WHAT TO WORK ON: Count how many lines in the data below contain the string "output", treating uppercase and lowercase as different. Reply with the number alone.

DATA:

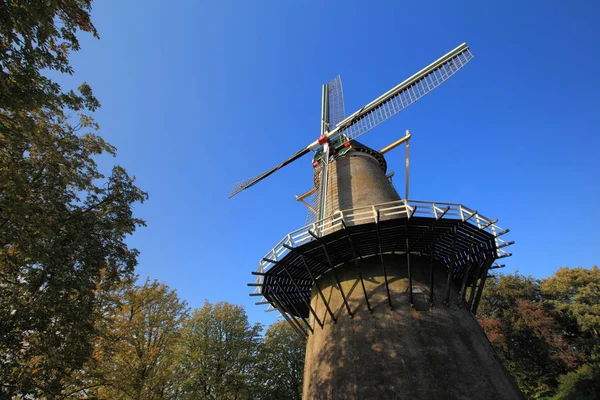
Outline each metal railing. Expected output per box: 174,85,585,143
254,200,512,302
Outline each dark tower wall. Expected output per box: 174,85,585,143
303,144,522,400
303,255,522,400
325,151,400,216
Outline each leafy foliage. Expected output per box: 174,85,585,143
257,321,306,400
479,267,600,399
89,280,187,400
0,0,147,398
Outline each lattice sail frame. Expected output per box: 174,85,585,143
340,47,473,139
327,75,346,130
229,43,473,198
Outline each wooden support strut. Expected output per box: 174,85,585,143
273,279,314,333
471,242,496,316
271,293,308,338
282,243,337,324
458,242,473,307
375,210,394,310
308,230,354,318
341,219,373,313
444,225,458,307
263,258,323,328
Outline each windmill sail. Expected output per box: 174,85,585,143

FULL ANSWER: 6